The problem: Please collect every line of the records that contains the string "paper", with case counting.

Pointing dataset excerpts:

◇ ◇ ◇

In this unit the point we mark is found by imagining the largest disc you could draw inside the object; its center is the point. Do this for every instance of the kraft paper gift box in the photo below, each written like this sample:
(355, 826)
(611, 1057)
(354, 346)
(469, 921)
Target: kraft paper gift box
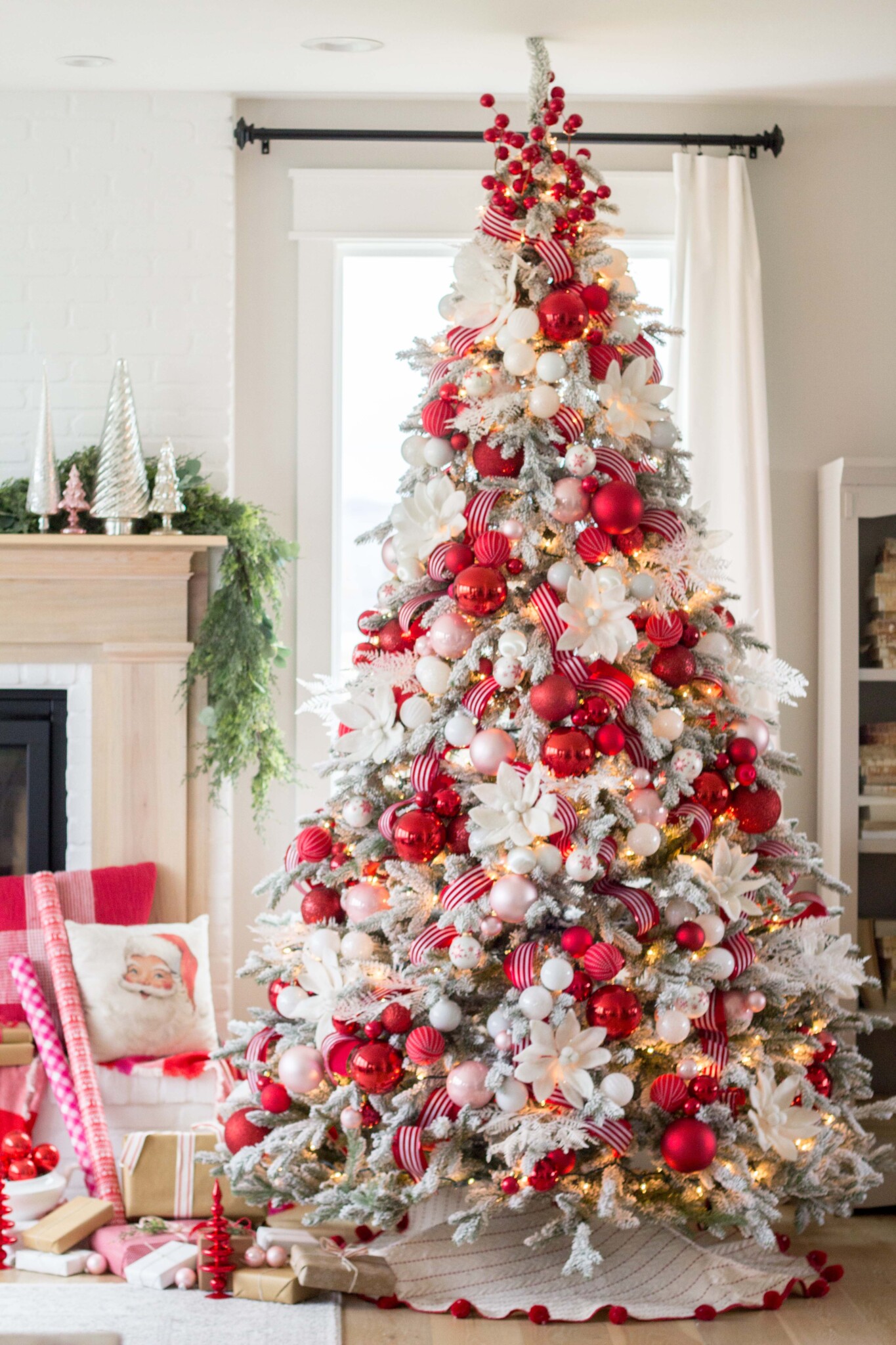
(269, 1285)
(69, 1224)
(344, 1270)
(164, 1176)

◇ ◇ ◇

Final result:
In this unit the point we mark is found by imagining the largest disc you could draw inside the object; its center is the point. Do this for every instance of the kraft paper gift box in the photo below, each written like this sample:
Target: kraft paper gift box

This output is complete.